### What you should do
Change "doric capital" to "column capital" in the part that opens with the line containing "Annotation task — locate each instance of the doric" and runs to the end of the items. Reproduce those lines with only that replacement.

═══ Information shown

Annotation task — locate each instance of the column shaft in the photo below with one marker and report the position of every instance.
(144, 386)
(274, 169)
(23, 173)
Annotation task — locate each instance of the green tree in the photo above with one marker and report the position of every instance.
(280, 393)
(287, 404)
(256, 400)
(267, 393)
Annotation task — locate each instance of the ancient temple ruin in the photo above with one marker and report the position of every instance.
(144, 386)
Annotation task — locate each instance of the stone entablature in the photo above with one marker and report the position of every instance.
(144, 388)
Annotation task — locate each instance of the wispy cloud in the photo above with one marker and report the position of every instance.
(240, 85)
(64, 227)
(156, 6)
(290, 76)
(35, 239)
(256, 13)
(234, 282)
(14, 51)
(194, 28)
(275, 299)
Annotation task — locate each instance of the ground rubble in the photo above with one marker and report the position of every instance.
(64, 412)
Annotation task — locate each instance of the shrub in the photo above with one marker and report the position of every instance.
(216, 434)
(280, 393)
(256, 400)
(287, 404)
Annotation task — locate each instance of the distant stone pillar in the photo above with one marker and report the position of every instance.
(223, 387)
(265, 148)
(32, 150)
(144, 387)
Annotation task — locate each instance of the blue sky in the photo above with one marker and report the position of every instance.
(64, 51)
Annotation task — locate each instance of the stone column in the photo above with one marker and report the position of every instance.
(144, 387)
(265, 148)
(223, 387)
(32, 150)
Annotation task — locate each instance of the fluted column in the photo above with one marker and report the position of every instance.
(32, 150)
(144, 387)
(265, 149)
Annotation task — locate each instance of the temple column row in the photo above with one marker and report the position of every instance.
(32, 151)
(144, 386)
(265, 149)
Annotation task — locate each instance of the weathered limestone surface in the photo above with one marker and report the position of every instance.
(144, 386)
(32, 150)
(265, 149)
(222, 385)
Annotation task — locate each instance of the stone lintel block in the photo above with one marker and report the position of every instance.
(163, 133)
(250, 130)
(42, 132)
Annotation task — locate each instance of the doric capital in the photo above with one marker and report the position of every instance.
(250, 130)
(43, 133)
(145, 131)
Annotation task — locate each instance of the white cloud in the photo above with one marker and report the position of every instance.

══════

### Full solution
Annotation task — locate each instance of the column capital in the photo above with one marker and report the position of every instance.
(250, 130)
(43, 133)
(145, 131)
Annotation task — locate each instance of the white cloud in the photo above with one marker and report the position of every instance.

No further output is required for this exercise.